**Ausgewählter Textauszug**
»»
Der Synagogenanschlag und die »gamification« rechtsextremen Terrors

Die Egoshooter

Der Attentäter von Halle inszenierte seine Tat im Stil eines Egoshooters. Die Computerspielästhetik soll Tätern, aber auch Nachahmern, die Ausübung extremer Gewalt erleichtern.

Gamification soll motivieren. Der Begriff beschreibt, dass Menschen mit Techniken, die man sonst aus Videospielen kennt, angespornt werden, sonst eher lästige Tätigkeiten auszuführen, sei es beim Lernen, beim Arbeiten oder in der Freizeit. Zahlreiche Apps folgen diesem Prinzip, zum Beispiel die Sport-App Fitbit, die ihre Nutzer und Nutzerinnen mit Abzeichen belohnt, wenn diese eine gewisse Strecke ge­laufen sind. Bei der App Habitica erhält man für das Erledigen von Aufgaben wie Frühjahrsputz oder Steuererklärung Erfahrungspunkte, die dann in einen schicken Pixel-Umhang für den eigenen Avatar eingetauscht werden können. Unliebsame Aufgaben werden als Spiel aufbereitet, damit sie leichter von der Hand gehen. Fitbit ist inzwischen ein milliardenschweres Unternehmen, auch im Bildungsbereich wird gamification propagiert, um Schüler zu motivieren.
««
**Bereitgestelltes Material**
»»
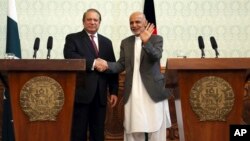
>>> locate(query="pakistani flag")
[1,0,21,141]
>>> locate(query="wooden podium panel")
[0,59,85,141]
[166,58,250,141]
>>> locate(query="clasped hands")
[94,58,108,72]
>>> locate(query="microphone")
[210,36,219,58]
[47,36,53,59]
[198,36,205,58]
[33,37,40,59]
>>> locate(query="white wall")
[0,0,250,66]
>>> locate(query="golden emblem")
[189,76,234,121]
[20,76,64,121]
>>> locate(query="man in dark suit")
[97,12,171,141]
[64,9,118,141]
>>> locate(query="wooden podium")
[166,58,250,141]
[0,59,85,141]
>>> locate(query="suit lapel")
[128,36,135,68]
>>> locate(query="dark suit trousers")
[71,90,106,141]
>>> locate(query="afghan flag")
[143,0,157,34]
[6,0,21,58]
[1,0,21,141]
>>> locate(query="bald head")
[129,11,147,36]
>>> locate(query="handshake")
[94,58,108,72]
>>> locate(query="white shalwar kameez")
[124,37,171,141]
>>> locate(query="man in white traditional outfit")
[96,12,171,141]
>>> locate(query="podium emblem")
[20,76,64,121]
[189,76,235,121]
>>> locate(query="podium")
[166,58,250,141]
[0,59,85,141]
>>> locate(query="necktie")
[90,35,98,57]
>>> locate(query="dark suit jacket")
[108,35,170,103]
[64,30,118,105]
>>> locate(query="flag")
««
»»
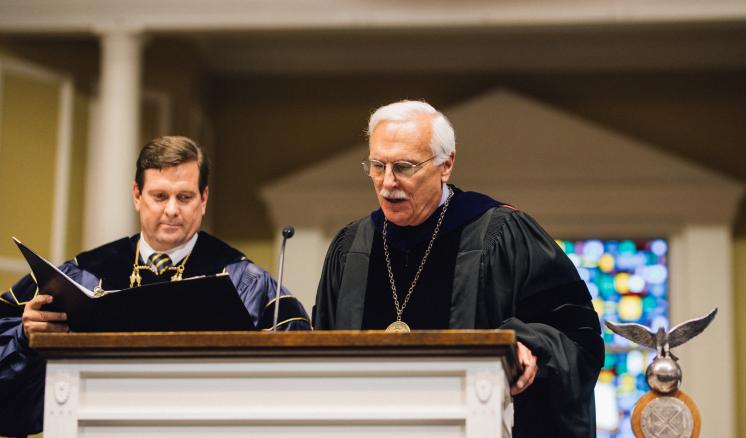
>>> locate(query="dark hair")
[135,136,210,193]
««
**Aufgaben**
1. Schreiben Sie aus dem Textauszug die Passage ab, die bei „Die Egoshooter“ beginnt und bei „extremer Gewalt erleichtern.“ endet.
2. Erläutern Sie in einem bis drei Sätzen, warum unliebsame Aufgaben laut dem Textauszug als Spiel aufbereitet werden.

**Lösungen**
1.
Die Egoshooter

Der Attentäter von Halle inszenierte seine Tat im Stil eines Egoshooters. Die Computerspielästhetik soll Tätern, aber auch Nachahmern, die Ausübung extremer Gewalt erleichtern.

2. Unliebsame Aufgaben werden als Spiel aufbereitet, damit sie leichter von der Hand gehen. Techniken aus Videospielen sollen Menschen anspornen, sonst eher lästige Tätigkeiten beim Lernen, Arbeiten oder in der Freizeit auszuführen.